---------- Reading text
The low-angle shot and the comical walk-dance initially caught my eye. But only long enough for the hook to, well, hook me.
Mukube paver? Seriously?
That hook has since ignited debate both online and in real life. Is it reckless to platform a song with such a brazen message of violence?
To give this the depth it deserves, context comes first.
The Real Paver Attacks Behind the Song
Kampala, like many third-world cities, has always had a theft problem. “Kampala si bizimbe” has long been part of the local lexicon. A warning to newcomers that the city’s real danger isn’t its skyline, it’s the people moving beneath it.
The most disturbing form of this is violent robbery. Boda boda ambushes and gangs known as “Eggaali,” mostly juveniles from city slums: who roam, vandalise, assault, and steal.
--------------------
---------- Supplied material
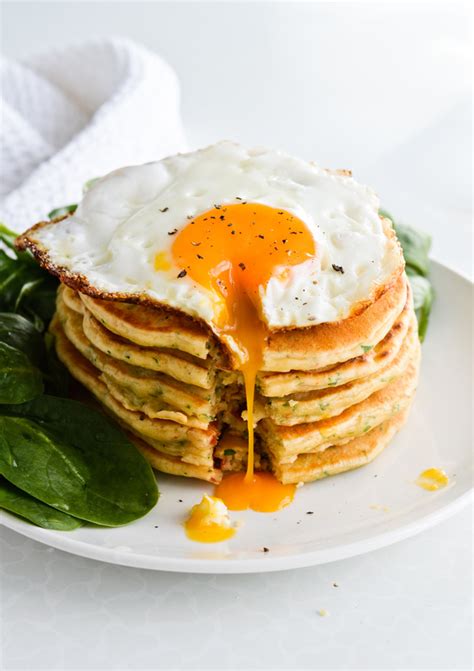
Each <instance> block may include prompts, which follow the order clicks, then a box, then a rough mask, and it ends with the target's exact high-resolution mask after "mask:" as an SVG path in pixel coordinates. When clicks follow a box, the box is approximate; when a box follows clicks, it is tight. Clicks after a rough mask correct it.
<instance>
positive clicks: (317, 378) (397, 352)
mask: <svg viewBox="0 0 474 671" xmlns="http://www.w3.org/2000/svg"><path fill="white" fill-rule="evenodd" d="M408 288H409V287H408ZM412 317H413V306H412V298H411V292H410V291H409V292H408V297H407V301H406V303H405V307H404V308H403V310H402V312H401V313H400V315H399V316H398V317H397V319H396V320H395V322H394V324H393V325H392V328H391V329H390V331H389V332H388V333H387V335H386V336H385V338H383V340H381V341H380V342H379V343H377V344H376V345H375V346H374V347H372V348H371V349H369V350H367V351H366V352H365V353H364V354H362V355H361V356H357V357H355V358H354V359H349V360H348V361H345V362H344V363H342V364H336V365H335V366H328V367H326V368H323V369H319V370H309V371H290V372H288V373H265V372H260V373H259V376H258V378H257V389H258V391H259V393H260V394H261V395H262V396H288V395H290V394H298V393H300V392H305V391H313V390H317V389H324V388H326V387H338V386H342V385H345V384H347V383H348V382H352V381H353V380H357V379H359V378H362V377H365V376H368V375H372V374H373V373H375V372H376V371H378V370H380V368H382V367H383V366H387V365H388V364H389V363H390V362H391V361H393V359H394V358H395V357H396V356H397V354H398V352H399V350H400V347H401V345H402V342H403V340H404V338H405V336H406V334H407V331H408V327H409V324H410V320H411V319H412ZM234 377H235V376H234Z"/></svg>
--------------------
---------- Supplied material
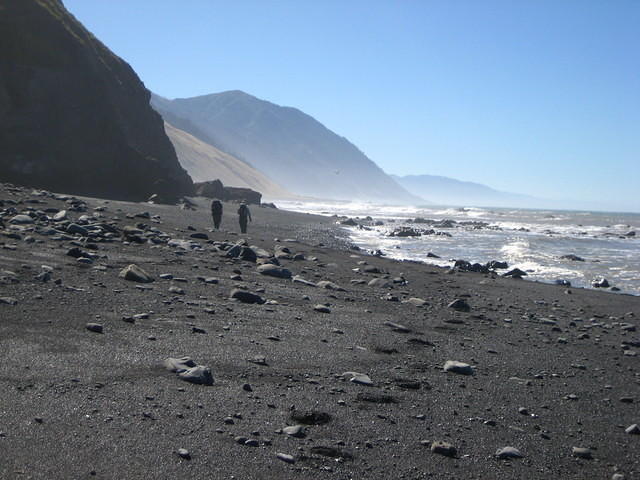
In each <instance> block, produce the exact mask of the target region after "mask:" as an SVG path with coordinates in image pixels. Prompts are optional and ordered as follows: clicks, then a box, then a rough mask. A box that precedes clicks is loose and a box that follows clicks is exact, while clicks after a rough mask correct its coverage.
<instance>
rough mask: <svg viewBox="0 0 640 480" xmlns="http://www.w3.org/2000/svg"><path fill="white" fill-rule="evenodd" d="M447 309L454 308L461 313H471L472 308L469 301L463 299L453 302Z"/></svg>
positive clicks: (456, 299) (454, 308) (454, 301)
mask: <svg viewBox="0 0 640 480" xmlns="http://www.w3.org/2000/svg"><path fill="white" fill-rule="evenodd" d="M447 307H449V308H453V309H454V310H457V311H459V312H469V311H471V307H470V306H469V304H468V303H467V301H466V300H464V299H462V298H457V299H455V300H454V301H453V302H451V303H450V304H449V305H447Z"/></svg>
--------------------
• Actions to take
1) Reproduce the Mukube paver article, everything from "The low-angle shot" down to "moving beneath it.".
2) Answer these questions from the Mukube paver article:
(a) What saying has long been part of Kampala's local lexicon?
(b) Who mostly makes up the gangs known as "Eggaali"?
(c) Which two things first caught the writer's eye?
3) Carry the Mukube paver article on from its last sentence.
The material plays no part here.

• Answers for the tasks
1)
The low-angle shot and the comical walk-dance initially caught my eye. But only long enough for the hook to, well, hook me.
Mukube paver? Seriously?
That hook has since ignited debate both online and in real life. Is it reckless to platform a song with such a brazen message of violence?
To give this the depth it deserves, context comes first.
The Real Paver Attacks Behind the Song
Kampala, like many third-world cities, has always had a theft problem. “Kampala si bizimbe” has long been part of the local lexicon. A warning to newcomers that the city’s real danger isn’t its skyline, it’s the people moving beneath it.

2)
(a) "Kampala si bizimbe."
(b) Mostly juveniles from city slums.
(c) The low-angle shot and the comical walk-dance.

3)
But over the last two years, a more specific and chilling trend has emerged in the hinterlands between suburb and slum , in Naalya, Namugongo, Kyanja, Najjera, and along the Northern Bypass. Victims are being struck with a type of stone known, as you might guess, as a paver.
These attacks have left scores dead and dozens more grievously injured ,some permanently paralysed.
It’s against this backdrop that Dynaso Wegoso. Signed to Black Market Records (formerly home to Daddy Andre, Nina Roz, and John Blaq), he is now dividing opinion with his breakout hit.
Why Many Consider “Paver” a Dangerous Anthem.
A number of people are alarmed , and not just because of this song. There appears to be a trend of emerging artists reaching for extreme violence as lyrical currency.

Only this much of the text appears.